* WHAT IS ASKED
Copy all records verbatim.

* AVAILABLE RECORDS
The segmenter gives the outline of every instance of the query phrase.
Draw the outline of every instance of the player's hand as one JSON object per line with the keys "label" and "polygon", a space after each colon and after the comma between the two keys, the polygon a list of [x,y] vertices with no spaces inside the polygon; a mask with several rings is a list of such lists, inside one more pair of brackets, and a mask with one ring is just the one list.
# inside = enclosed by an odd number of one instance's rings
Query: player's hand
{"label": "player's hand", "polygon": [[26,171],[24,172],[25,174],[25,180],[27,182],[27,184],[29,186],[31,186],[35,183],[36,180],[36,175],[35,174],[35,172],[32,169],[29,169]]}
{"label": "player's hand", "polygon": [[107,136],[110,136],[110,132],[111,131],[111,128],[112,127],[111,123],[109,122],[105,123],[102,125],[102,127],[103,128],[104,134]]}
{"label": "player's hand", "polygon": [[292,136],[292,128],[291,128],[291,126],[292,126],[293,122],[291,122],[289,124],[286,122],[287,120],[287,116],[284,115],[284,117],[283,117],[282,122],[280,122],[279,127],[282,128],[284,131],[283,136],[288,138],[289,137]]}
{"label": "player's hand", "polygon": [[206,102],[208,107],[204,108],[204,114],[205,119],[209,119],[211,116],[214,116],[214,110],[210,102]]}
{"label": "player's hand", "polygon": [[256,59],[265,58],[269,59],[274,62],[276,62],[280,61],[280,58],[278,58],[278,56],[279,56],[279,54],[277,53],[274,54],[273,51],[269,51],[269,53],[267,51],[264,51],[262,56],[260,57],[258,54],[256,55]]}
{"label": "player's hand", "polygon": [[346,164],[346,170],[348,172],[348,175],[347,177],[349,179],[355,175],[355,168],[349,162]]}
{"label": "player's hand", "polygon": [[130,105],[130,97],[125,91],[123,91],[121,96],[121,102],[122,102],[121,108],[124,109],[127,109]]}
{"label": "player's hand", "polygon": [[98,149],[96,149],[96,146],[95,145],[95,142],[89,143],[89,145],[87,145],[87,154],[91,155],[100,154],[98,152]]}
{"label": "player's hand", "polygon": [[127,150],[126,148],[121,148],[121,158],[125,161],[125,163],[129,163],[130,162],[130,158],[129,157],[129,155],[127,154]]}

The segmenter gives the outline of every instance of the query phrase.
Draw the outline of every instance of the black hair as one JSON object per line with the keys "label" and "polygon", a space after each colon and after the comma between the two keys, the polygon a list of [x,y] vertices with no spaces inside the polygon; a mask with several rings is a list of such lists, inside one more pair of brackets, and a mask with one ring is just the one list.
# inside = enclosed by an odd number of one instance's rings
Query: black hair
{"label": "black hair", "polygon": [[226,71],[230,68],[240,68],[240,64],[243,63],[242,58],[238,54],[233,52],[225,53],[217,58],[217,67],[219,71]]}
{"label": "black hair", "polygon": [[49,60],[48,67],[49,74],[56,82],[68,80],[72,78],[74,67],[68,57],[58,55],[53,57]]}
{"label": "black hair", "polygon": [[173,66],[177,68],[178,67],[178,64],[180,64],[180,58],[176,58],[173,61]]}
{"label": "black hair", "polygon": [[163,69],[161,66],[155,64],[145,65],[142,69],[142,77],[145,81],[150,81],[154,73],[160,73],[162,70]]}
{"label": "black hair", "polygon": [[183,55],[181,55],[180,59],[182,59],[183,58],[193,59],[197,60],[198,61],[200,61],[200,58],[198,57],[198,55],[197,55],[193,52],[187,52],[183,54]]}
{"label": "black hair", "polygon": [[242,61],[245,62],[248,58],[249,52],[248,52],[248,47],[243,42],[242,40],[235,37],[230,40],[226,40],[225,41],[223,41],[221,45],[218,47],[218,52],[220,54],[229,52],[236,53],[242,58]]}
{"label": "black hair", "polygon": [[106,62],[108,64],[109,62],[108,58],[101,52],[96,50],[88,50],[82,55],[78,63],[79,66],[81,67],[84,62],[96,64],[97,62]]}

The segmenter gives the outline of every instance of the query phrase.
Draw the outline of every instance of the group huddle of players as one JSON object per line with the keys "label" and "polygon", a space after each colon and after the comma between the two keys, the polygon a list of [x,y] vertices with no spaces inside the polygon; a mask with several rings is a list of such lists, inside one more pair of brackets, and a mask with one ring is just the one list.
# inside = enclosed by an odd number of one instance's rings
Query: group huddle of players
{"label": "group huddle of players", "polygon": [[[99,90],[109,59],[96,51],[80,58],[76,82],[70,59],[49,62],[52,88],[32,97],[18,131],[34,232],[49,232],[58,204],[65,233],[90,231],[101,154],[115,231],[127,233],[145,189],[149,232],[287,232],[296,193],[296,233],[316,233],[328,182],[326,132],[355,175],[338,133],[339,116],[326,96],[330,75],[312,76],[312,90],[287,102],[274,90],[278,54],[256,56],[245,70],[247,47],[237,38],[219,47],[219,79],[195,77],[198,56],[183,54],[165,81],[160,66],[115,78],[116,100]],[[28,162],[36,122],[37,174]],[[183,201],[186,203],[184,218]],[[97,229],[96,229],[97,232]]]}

* RESPONSE TO THE EXERCISE
The segmenter gives the outline of every instance of the query phrase.
Draw the outline of every instance of the player's hand as one JSON object per line with the keys "label" and "polygon", a space after each colon and after the comma between the two keys, the polygon a list of [x,y] vertices with no spaces inside the polygon; a mask with several rings is a list of such lists, inside one more pair of brackets, and a mask with one ring is just the one list.
# inside = enclosed by an odd number of one instance's rings
Query: player's hand
{"label": "player's hand", "polygon": [[26,171],[24,172],[25,174],[25,180],[27,182],[27,184],[29,186],[31,186],[35,183],[36,180],[36,175],[35,174],[35,172],[32,169],[29,169]]}
{"label": "player's hand", "polygon": [[107,136],[110,136],[110,132],[111,131],[111,128],[112,127],[111,123],[109,122],[105,123],[102,125],[102,127],[103,128],[104,134]]}
{"label": "player's hand", "polygon": [[292,136],[292,128],[291,128],[291,126],[292,126],[293,122],[291,122],[289,124],[286,122],[287,120],[287,116],[284,115],[284,117],[283,117],[282,122],[280,122],[279,127],[282,128],[284,131],[283,136],[288,138],[289,137]]}
{"label": "player's hand", "polygon": [[206,102],[208,107],[204,108],[204,114],[205,119],[209,119],[211,116],[214,116],[214,110],[210,102]]}
{"label": "player's hand", "polygon": [[256,59],[265,58],[269,59],[274,62],[276,62],[280,61],[280,58],[278,58],[278,56],[279,56],[279,54],[277,53],[274,54],[273,51],[269,51],[269,53],[267,51],[264,51],[262,56],[260,57],[258,54],[256,55]]}
{"label": "player's hand", "polygon": [[346,164],[346,170],[348,172],[348,175],[347,177],[349,179],[355,175],[355,168],[349,162]]}
{"label": "player's hand", "polygon": [[130,105],[130,97],[125,91],[123,91],[121,96],[121,102],[122,102],[121,108],[124,109],[127,109]]}
{"label": "player's hand", "polygon": [[98,149],[96,149],[96,146],[95,145],[95,142],[89,143],[89,145],[87,145],[87,154],[91,155],[100,154],[98,152]]}
{"label": "player's hand", "polygon": [[127,150],[126,148],[121,148],[121,158],[125,161],[125,163],[129,163],[130,162],[130,158],[129,157],[129,155],[127,154]]}

The segmenter gives the outline of every instance of the query phrase.
Draw the outline of every instance of the black hair as one JSON object per line with the keys "label" and "polygon", a space after each colon and after the comma between the two keys, the polygon a list of [x,y] vertices with no spaces inside the polygon; a mask with several rings is a list of such lists, inside one more pair of brackets, and a mask with one ring is just the one list.
# inside = enclosed by an odd number of one instance's rings
Query: black hair
{"label": "black hair", "polygon": [[226,71],[230,68],[240,68],[240,64],[243,63],[242,58],[238,54],[233,52],[225,53],[217,58],[217,67],[219,71]]}
{"label": "black hair", "polygon": [[49,60],[48,67],[49,74],[56,82],[68,80],[72,78],[74,67],[68,57],[58,55],[53,57]]}
{"label": "black hair", "polygon": [[173,66],[177,68],[178,67],[178,64],[180,64],[180,58],[176,58],[173,61]]}
{"label": "black hair", "polygon": [[163,69],[161,66],[155,64],[145,65],[142,69],[142,77],[145,81],[150,81],[154,73],[160,73],[162,70]]}
{"label": "black hair", "polygon": [[183,55],[181,55],[180,59],[182,59],[183,58],[193,59],[197,60],[198,61],[200,61],[200,58],[198,57],[198,55],[197,55],[193,52],[187,52],[183,54]]}
{"label": "black hair", "polygon": [[242,61],[245,62],[248,58],[249,52],[248,52],[248,47],[243,42],[242,40],[235,37],[230,40],[226,40],[225,41],[223,41],[221,45],[218,47],[218,52],[220,54],[229,52],[236,53],[242,58]]}
{"label": "black hair", "polygon": [[106,62],[108,64],[109,62],[108,58],[101,52],[96,50],[88,50],[82,55],[78,63],[79,66],[81,67],[84,62],[96,64],[97,62]]}

The segmenter gives the outline of every instance of the query phrase.
Draw the outline of every instance of the group huddle of players as one JSON object per line with the keys "label" and "polygon", a space after each colon and after the comma between the two keys, the polygon a list of [x,y] vertices with no spaces inside the polygon; a mask with several rings is a list of such lists, inside one more pair of brackets, and a mask with one ring is just the one list.
# inside = enclosed by an odd number of one instance's rings
Query: group huddle of players
{"label": "group huddle of players", "polygon": [[[99,90],[109,59],[96,51],[80,58],[76,82],[70,59],[49,62],[52,88],[32,97],[18,131],[34,232],[49,232],[58,204],[65,233],[90,231],[101,154],[115,231],[127,233],[145,189],[149,232],[287,232],[296,193],[296,233],[316,233],[328,182],[326,132],[355,175],[338,133],[339,116],[326,96],[330,75],[312,76],[312,90],[287,102],[274,90],[278,54],[256,56],[245,70],[247,47],[237,38],[219,47],[219,79],[195,77],[198,56],[183,54],[165,81],[160,66],[115,78],[116,100]],[[28,162],[36,122],[37,174]],[[183,201],[186,203],[184,218]],[[97,229],[96,229],[97,232]]]}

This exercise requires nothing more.